Exercise instructions:
Give every entry again, unchanged, and leave its images out.

Records for this exercise:
○ ○ ○ ○ ○ ○ ○
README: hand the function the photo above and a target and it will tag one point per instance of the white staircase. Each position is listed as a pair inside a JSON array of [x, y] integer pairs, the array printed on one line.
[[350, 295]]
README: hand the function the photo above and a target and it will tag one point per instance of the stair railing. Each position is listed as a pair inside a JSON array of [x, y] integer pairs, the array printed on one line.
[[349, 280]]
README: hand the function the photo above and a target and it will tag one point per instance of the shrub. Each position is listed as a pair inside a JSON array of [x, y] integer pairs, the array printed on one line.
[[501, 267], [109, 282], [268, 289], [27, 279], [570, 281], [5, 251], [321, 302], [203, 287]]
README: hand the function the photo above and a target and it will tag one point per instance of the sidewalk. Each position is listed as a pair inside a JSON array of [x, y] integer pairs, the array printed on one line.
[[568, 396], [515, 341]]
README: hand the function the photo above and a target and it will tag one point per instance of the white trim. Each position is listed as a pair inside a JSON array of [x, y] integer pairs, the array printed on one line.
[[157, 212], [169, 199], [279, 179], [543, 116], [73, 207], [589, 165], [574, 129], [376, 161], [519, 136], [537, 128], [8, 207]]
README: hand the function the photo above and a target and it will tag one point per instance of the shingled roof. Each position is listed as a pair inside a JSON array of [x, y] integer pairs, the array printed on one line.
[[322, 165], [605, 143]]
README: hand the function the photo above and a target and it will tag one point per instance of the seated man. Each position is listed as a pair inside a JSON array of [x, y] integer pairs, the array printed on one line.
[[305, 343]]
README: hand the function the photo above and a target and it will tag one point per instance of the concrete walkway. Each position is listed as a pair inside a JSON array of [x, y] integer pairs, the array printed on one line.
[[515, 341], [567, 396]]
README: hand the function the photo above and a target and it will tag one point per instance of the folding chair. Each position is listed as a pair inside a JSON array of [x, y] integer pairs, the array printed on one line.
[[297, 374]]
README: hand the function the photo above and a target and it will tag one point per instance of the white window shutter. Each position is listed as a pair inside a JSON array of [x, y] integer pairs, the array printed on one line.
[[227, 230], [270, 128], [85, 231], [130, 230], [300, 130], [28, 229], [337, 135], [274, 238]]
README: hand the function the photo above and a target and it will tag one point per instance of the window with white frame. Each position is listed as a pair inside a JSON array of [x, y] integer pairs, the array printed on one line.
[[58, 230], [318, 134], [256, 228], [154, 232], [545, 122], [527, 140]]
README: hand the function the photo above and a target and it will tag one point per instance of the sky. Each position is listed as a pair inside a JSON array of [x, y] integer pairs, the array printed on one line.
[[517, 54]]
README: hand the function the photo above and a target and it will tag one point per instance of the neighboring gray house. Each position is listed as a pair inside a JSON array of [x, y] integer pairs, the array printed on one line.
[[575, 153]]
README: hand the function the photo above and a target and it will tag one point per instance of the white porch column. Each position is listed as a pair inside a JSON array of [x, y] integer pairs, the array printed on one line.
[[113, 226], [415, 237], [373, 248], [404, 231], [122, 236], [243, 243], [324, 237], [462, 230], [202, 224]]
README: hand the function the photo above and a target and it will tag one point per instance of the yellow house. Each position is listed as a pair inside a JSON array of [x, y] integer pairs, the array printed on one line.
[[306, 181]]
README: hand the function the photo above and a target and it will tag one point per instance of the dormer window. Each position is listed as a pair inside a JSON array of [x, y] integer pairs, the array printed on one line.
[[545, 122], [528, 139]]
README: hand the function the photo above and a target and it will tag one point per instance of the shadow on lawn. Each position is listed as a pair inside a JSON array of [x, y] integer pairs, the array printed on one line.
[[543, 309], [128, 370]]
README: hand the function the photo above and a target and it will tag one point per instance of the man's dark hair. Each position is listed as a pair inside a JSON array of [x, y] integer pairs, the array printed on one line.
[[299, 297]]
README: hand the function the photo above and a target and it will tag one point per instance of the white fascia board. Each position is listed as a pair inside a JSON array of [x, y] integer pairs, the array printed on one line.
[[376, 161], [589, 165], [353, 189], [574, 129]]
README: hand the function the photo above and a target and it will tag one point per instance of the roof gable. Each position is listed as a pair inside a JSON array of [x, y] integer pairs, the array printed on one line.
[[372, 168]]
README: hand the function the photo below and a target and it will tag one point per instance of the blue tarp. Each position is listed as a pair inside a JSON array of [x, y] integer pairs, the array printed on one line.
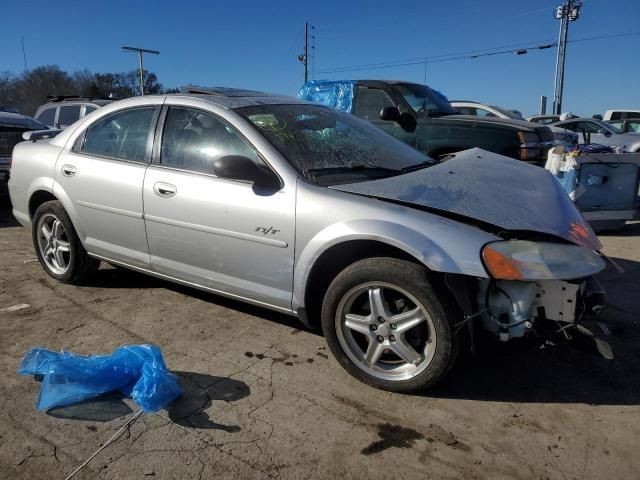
[[335, 94], [137, 371]]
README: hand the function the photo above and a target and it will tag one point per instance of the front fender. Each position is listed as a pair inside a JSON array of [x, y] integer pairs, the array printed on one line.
○ ○ ○ ○ ○ ○ ○
Answer space:
README: hand the function the photo above and a target and it will tag one point per instance of the white staircase. Each position is listed as a pair inside a JSON array of [x, y] integer pairs, the array printed on one line.
[[350, 295]]
README: hand the function the photo above and a target and it will tag one point per instance of the stair railing. Each position is listed as a pair inside a JSON array of [x, y] integer pairs, the array printed on one line.
[[349, 280]]
README: hand the function the photo above and a target and it will tag one point per instance of the shrub. Each position is listed as a pair inside a JSON array of [x, y] integer pairs, the array printed on one line.
[[501, 267], [109, 282], [268, 289], [27, 279], [570, 281], [5, 251], [321, 302], [203, 287]]
README: hand the function the photo above and a target and it will tag one point per instance of the sidewalk. Each position is listed as a pair inside a JSON array of [x, y] integer pairs, the array printed on one line.
[[568, 396], [515, 341]]
README: hand the function the photo above and a target and it will tag one point per instance of the white trim. Each position is listed as a pair inside a JSON array of [x, y] integer pairs, the array printed on one line.
[[157, 212], [169, 199], [279, 179], [543, 116], [73, 207], [589, 165], [574, 129], [376, 161], [519, 136], [537, 128], [8, 207]]
README: hand the function the photo above and a target and it will tag one point per instance of the shingled roof. Each position is listed as a pair inside a JSON array of [x, y] integer pairs, the array printed on one line.
[[322, 165], [605, 143]]
README: hand the function the photo above and a target and it will tag one point per instance of the seated man. Each position is listed as a pair inside a JSON array of [x, y] integer pairs, the array printed on one line.
[[305, 343]]
README: hand the function the photo above and a target and it will tag one point per instance of the concrete walkway. Each position is listed as a pair inside a JSON array of [x, y] integer pairs, the array printed on one line.
[[515, 341], [567, 396]]
README: hand the function the photo above and a target and it will tag one point per instance of the folding chair. Each position is listed as a pair inside a JSON array of [x, y] integer pairs, the array printed on one line.
[[297, 374]]
README: hand the function the photo above and a target and it will tag one point per instance of the white window shutter. Each position is listed as a pair inside a JSON array of [x, y] integer pairs, the array printed on one line.
[[227, 230], [270, 128], [85, 231], [130, 230], [300, 130], [28, 229], [337, 135], [274, 238]]
README: hand the function the photo above and a target and it will tag one point per instance of the window with white frame. Each position is listed as a pair inside a JSON array of [x, y] integer pairs, the array printed on one line.
[[58, 230], [318, 134], [256, 228], [154, 232], [545, 122], [527, 140]]
README: hand the function the photo above and a target and it will tag one point per instance of the sky. Each position is listed as a pair inside a JSON array of [x, y] integer pairs, the array printed on one line.
[[517, 54]]
README: hand the function the photo above and a target and it will tag one point per instance of the neighboring gray house. Each position is listed as a pair inside a JSON array of [x, y] integer pairs, the array printed on one line.
[[575, 153]]
README: hand the function the photo above and a target and it will tag one point per instance of the white porch column. Each position is listed as a pair inside a JSON array of [x, y] integer pairs, the array printed on one line.
[[113, 226], [415, 237], [373, 248], [404, 231], [122, 236], [243, 243], [324, 237], [462, 230], [202, 224]]
README: hand the function the photo above and a target and it will tag one point per instance of the yellow house. Each position is listed as a pair inside a JSON array of [x, y] integer pairs, the array printed on one line.
[[306, 181]]
README: hand the function the photo above and a target and it will tag one point per instance of the dormer window. Each position is listed as a pair inside a JSON array of [x, y] integer pairs, the array printed on one line.
[[545, 122], [528, 139]]
README: hand the function the photo above and a target and it will tag one point per instance of the shadow on lawn. Each position is listed as a pair inside a JSON array of [x, y] integer pairs, the array printed on one line.
[[543, 309], [128, 370]]
README: hand the function the photo above and a target and it will tag one point per instance of the man's dark hair. Each position is listed as a pair inside a JSON array of [x, y] integer pairs, the array printed on one line.
[[299, 297]]
README: hand the function the photo above and a target and it will tag one point per instance of the white fascia board. Each position is listed as a pair inside a JSON array of [x, y] integer pairs, the array printed on one line.
[[376, 161], [589, 165], [353, 189], [574, 129]]
README: hand the function the photo above and a target and it will tag one point per instance of the roof gable. Each position is listed as a pair inside a JSON array of [x, y] integer pairs, the array printed on one line.
[[372, 168]]
README: hand the function the photo below and a target and it will tag one point per instance of the blue tarp. Each position is listed as a pair inside a JSON array of [x, y] integer pairs, the array printed on one line.
[[335, 94], [137, 371]]
README: hand the function the photo above and a target and it will tag one point per instance of the front fender. Each position is listed as a pair inside a JSON array of [x, y] integer pairs, the array printed on one line.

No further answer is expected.